◆ **What you should do**: Copy word for word the portion of the Etsy shop text between "You Are Not" and "people like me.", inclusive.

◆ **Extract**:
BEGIN

Don’t expect to open an Etsy shop, post a few things, and gets sales right away. You need to do your research, learn your competition, define your brand, figure out your policies and your customer service style. Then once your shop is open, don’t expect everything to go right. There’s a lot of trial and error. Be flexible enough to know when something isn’t working and fix it. Treat your Etsy shop like it’s a business and it will run like a business. Treat it like a hobby, and it might take off or it might not. Etsy offers the framework, but you still have to build the shop.

Cari
http://www.etsy.com/shop/embervalley
embervalley@hotmail.com

You Are Not Alone With Your Grief

The main reason I started selling on Etsy was because of my pregnancy losses. I had two miscarriages and a ruptured ectopic. My therapist recommended that I find a way to remember and celebrate those losses, like a memorial trinket on Etsy. It was my first time hearing about Etsy, but I decided to try it out. I wasn’t finding anything I liked anywhere else. It was all too mushy or over-the-top frilly for me. Etsy was exactly what I was looking for. I was amazed at all the miscarriage and memorial things I found, and they were all unique and could be personalized. I found a simple but elegant hand stamped miscarriage ornament I loved, and the shop owner was so sweet in customizing it for me. I fell in love with Etsy and decided I wanted to open my own shop to help people like me.

Our Little Angel Ornament Pic

Custom miscarriage ornament made for me by Mary at Etsy shop Divine Memories

I was talking with my friend the other day who has tried to get pregnant for four years. She saw an article on a news site written by a woman discussing how hard it is to struggle with infertility. The comments on the article were harsh, saying things like, “You can always adopt,” “We don’t always get the car or job we want, so just get over not having a kid,” and “The world is overpopulated. It’s selfish to bring another kid into it.” Unless you’ve been through it, you can’t understand it. I lost two friendships because my pregnant friends didn’t understand why I had a hard time being around pregnant women. It wasn’t because I wasn’t happy for them—I was very happy for them, I wouldn’t wish a miscarriage on anyone — it’s because it was a reminder of my losses. Wanting a kid isn’t the same thing as wanting a luxury car or a dream job. Being able to have kids is part of being a woman, so not being able to have one cuts to the core of how some women define themselves. Why can’t I do this simple thing my body was designed to do and other women can do so easily?

END

◆ **Given information**:
BEGIN

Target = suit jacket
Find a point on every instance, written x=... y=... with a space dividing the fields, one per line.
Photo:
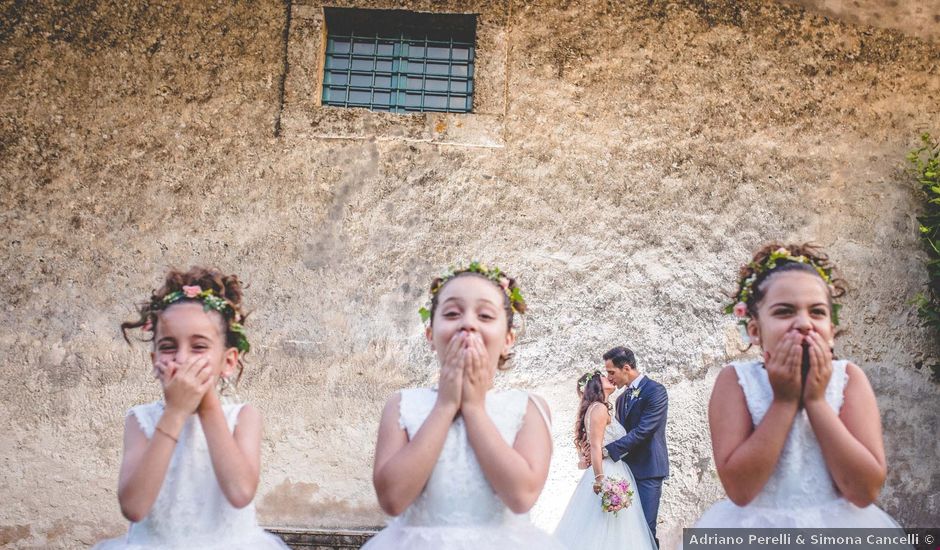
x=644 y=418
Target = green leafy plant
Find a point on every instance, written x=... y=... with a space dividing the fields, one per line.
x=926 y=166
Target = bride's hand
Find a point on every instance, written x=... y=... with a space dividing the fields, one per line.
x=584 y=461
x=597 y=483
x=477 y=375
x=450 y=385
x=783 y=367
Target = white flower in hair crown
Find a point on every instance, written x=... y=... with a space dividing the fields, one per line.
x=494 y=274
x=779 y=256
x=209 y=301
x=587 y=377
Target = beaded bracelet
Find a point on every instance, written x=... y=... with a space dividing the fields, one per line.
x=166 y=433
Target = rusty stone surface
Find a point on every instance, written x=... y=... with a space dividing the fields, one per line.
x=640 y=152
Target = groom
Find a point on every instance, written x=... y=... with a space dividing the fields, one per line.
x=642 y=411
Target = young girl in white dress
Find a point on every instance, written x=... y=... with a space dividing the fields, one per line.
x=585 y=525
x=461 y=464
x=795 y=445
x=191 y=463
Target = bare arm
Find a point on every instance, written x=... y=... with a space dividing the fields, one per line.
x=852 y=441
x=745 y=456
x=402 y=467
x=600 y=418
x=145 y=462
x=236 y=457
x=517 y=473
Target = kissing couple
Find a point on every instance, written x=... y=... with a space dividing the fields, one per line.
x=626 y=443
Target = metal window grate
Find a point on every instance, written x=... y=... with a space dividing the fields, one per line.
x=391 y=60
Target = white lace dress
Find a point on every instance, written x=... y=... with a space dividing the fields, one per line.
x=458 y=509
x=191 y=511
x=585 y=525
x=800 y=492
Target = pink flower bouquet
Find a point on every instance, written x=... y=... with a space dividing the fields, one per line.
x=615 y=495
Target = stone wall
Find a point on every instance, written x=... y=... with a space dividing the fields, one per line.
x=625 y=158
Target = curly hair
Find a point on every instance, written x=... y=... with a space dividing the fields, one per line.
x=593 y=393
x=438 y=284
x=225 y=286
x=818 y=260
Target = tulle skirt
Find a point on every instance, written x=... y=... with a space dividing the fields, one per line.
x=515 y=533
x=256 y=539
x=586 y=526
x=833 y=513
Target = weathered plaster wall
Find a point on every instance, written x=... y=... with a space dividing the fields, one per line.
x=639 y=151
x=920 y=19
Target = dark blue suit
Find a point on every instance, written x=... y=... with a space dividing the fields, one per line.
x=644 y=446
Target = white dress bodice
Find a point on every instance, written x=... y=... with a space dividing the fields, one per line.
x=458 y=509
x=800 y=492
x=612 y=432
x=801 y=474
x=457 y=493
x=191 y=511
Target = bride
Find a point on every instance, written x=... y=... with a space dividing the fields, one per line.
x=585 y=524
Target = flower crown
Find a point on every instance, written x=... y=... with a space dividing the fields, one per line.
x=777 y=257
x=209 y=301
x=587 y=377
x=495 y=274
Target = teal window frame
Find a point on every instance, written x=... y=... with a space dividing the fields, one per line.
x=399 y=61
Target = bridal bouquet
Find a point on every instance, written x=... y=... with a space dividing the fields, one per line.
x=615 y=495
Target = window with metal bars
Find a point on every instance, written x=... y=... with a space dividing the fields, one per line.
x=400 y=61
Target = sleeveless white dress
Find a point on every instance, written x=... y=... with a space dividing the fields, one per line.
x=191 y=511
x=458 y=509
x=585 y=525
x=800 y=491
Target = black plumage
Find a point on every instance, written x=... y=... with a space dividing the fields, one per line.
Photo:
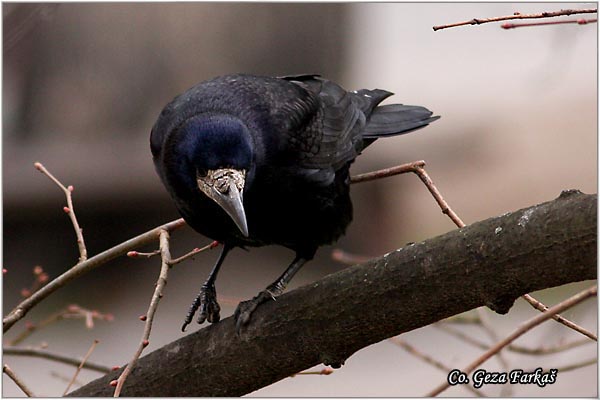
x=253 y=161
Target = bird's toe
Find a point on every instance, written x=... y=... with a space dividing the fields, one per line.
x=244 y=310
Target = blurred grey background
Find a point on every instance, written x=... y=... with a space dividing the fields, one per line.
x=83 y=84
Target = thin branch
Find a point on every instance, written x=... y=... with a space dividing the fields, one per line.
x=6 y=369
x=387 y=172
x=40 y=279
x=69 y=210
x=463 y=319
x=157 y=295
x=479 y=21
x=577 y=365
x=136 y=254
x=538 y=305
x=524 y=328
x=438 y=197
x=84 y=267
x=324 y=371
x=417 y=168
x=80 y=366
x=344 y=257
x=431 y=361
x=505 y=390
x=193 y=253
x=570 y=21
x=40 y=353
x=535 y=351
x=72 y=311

END

◆ **Your solution**:
You Are Not Alone With Your Grief

The main reason I started selling on Etsy was because of my pregnancy losses. I had two miscarriages and a ruptured ectopic. My therapist recommended that I find a way to remember and celebrate those losses, like a memorial trinket on Etsy. It was my first time hearing about Etsy, but I decided to try it out. I wasn’t finding anything I liked anywhere else. It was all too mushy or over-the-top frilly for me. Etsy was exactly what I was looking for. I was amazed at all the miscarriage and memorial things I found, and they were all unique and could be personalized. I found a simple but elegant hand stamped miscarriage ornament I loved, and the shop owner was so sweet in customizing it for me. I fell in love with Etsy and decided I wanted to open my own shop to help people like me.